> [Supplied information]
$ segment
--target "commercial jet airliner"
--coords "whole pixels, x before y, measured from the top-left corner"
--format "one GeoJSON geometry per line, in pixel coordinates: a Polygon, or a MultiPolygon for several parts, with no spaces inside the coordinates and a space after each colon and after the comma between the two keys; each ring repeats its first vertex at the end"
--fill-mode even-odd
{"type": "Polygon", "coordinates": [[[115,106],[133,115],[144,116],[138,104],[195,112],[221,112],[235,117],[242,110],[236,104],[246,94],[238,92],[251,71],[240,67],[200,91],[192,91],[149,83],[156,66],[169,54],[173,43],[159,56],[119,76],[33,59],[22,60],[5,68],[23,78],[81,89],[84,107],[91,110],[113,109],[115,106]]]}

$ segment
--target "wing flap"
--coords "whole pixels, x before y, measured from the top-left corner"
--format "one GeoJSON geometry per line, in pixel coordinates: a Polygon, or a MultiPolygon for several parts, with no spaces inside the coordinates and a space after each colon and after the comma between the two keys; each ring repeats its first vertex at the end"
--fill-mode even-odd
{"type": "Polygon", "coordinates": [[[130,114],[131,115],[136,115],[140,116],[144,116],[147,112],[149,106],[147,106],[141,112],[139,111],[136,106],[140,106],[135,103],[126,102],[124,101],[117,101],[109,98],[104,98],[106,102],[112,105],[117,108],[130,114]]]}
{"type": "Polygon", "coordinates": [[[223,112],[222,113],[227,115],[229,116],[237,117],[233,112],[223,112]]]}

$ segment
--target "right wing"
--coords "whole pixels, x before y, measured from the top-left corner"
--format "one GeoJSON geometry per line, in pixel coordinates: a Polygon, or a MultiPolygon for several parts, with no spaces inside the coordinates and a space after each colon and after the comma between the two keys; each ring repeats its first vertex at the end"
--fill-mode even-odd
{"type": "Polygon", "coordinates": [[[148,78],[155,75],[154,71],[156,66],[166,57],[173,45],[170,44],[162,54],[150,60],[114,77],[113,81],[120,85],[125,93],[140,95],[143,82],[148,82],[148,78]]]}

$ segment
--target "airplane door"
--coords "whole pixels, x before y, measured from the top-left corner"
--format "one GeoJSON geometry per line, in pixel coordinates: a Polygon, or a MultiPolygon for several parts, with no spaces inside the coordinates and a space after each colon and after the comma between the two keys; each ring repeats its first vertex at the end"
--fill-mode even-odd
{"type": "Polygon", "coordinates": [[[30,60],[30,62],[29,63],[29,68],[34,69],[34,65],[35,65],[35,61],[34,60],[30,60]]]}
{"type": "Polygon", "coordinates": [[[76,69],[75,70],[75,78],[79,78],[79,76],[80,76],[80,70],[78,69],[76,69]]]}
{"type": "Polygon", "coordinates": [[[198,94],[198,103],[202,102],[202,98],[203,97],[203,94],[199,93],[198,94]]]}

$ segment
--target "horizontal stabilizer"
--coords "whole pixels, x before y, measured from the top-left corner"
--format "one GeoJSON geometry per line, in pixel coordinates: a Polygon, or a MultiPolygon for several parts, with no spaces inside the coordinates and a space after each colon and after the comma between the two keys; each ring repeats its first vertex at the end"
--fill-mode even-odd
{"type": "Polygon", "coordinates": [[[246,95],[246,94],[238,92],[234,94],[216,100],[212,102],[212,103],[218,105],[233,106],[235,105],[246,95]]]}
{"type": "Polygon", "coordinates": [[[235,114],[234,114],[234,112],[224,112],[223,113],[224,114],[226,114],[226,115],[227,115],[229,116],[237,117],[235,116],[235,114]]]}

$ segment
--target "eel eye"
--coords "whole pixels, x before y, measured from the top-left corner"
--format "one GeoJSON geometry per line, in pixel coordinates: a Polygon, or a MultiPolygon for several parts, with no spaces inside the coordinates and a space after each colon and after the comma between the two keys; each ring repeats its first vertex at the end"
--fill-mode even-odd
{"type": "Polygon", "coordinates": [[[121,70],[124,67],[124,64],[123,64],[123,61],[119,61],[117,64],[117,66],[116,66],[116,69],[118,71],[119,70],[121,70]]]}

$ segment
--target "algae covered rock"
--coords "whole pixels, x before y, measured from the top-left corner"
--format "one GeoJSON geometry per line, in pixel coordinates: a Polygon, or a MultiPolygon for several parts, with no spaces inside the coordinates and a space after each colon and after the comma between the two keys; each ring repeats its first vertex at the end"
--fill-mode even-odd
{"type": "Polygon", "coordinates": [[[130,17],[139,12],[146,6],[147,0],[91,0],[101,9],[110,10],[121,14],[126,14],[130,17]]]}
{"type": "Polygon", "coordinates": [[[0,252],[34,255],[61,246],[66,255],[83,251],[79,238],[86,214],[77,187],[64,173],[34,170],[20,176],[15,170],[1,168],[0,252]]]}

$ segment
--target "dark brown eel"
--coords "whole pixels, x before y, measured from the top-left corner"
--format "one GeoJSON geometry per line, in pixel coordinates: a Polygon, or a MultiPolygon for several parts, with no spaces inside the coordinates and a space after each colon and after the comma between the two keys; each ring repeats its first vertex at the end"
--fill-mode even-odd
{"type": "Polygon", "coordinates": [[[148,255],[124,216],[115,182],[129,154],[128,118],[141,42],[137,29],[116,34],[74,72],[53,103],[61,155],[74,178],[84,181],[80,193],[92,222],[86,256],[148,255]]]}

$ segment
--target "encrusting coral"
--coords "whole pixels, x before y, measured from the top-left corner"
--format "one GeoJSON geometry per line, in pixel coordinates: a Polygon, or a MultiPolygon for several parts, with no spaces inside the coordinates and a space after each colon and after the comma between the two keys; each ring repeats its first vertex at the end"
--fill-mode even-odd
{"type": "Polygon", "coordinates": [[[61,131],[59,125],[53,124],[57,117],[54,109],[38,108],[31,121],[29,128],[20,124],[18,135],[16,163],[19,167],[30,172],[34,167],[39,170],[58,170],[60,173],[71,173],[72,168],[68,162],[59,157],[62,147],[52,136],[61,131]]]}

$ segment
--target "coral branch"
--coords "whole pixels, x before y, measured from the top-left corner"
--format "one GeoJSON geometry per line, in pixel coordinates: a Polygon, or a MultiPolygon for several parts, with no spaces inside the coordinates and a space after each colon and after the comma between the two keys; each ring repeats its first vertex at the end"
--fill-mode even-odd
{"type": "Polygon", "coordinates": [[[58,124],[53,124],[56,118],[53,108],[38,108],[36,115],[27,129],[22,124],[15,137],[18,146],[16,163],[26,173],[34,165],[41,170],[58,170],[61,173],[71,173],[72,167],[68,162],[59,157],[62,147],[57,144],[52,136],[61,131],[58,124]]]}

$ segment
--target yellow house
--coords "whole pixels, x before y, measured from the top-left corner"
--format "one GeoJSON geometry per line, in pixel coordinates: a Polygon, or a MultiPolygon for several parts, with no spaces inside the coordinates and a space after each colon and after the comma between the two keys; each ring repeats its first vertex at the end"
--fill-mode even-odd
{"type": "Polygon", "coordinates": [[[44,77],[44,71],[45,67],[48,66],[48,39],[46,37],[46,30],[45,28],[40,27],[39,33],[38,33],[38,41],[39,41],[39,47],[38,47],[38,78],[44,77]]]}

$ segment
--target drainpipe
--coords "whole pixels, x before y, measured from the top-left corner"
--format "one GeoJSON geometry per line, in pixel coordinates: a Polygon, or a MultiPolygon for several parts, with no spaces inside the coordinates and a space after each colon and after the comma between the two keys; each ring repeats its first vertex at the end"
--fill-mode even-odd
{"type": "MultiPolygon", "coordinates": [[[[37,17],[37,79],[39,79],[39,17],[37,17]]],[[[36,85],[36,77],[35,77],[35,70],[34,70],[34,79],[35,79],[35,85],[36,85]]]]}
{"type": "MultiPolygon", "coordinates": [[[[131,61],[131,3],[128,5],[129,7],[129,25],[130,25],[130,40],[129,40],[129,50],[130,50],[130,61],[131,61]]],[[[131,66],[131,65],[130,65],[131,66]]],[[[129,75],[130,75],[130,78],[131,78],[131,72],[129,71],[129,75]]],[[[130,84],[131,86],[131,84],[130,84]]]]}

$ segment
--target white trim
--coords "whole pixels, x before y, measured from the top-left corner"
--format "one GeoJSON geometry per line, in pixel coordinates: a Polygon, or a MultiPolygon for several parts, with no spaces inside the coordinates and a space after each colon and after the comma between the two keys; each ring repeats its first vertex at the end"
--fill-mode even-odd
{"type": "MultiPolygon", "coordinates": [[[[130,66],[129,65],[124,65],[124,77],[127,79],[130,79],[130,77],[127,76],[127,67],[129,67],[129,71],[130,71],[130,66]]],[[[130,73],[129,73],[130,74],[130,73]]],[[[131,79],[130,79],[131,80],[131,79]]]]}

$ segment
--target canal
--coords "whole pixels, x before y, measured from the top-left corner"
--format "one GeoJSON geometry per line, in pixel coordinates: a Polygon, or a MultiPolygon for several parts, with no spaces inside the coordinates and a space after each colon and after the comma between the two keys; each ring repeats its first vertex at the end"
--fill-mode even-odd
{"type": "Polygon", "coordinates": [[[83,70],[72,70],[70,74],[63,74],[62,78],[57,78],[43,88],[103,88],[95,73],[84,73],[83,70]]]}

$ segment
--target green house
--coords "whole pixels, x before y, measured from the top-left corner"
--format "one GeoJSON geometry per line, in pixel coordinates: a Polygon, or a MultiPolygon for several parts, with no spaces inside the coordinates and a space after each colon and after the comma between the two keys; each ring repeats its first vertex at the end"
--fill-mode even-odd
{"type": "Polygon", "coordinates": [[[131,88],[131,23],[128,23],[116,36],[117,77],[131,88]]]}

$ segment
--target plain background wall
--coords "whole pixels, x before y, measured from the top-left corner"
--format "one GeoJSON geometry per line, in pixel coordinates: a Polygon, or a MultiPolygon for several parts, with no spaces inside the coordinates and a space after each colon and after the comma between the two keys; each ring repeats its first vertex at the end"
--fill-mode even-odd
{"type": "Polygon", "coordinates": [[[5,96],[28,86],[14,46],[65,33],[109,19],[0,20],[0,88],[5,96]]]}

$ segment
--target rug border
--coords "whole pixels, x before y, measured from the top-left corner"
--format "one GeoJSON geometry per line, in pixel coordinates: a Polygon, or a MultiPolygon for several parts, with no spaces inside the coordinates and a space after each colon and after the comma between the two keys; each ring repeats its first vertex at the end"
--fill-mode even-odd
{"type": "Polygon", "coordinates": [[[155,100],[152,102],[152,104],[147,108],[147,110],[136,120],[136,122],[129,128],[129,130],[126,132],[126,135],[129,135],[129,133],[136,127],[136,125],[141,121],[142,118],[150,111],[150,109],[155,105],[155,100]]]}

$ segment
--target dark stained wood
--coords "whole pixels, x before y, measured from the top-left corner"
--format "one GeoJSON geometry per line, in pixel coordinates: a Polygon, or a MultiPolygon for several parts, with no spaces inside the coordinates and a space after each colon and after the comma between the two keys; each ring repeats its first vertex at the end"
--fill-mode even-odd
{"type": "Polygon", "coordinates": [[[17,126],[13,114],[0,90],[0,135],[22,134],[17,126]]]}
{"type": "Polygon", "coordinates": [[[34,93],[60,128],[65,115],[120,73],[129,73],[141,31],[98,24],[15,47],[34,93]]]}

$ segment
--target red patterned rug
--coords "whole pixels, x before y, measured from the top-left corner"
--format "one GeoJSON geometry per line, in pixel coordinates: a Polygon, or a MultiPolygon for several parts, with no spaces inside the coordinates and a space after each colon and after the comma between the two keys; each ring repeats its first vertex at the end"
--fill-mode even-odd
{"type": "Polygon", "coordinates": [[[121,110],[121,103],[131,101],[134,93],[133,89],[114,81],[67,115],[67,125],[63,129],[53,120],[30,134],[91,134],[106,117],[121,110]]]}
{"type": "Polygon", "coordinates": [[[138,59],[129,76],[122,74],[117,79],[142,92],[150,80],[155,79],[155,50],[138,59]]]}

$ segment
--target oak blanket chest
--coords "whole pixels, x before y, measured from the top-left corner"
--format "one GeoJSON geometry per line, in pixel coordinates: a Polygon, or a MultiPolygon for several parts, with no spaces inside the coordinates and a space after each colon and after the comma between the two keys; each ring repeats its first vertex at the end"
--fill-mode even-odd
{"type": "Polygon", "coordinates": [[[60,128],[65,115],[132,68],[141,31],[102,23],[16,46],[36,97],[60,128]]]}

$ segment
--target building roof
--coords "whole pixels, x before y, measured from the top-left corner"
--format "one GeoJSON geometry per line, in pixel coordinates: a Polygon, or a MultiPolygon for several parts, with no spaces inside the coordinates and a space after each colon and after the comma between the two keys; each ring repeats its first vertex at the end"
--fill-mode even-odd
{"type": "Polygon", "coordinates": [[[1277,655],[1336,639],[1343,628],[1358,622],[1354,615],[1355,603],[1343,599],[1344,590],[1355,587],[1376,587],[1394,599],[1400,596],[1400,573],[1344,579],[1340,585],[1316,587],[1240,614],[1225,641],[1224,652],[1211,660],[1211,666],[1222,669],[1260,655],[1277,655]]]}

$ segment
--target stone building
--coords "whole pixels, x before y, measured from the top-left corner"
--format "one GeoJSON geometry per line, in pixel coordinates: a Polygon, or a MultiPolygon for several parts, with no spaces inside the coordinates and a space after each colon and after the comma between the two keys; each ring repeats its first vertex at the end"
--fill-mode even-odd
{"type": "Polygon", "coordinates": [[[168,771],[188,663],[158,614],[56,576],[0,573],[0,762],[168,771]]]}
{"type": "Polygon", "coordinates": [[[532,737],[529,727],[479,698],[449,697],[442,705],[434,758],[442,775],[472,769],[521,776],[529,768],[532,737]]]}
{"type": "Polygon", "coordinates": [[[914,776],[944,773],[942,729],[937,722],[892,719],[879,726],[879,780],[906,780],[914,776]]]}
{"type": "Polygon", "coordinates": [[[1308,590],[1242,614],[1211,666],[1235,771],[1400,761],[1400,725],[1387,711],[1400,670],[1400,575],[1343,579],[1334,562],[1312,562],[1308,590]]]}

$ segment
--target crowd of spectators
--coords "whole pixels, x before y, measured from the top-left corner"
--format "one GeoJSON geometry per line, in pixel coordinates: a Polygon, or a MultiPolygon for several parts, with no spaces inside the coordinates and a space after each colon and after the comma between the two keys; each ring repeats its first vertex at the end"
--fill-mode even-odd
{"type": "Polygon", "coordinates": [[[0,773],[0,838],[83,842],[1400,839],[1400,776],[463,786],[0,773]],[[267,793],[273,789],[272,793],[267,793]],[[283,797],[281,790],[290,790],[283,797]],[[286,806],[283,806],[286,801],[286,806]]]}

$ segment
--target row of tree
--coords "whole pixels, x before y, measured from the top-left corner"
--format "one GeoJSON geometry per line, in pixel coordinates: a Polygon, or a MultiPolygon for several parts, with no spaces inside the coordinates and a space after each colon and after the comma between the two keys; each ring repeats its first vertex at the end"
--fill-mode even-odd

> [Task description] Gather every line from the items above that contains the string "house" and copy each one in full. Treat the match as case-sensitive.

> [Completed task]
--target yellow house
--target green house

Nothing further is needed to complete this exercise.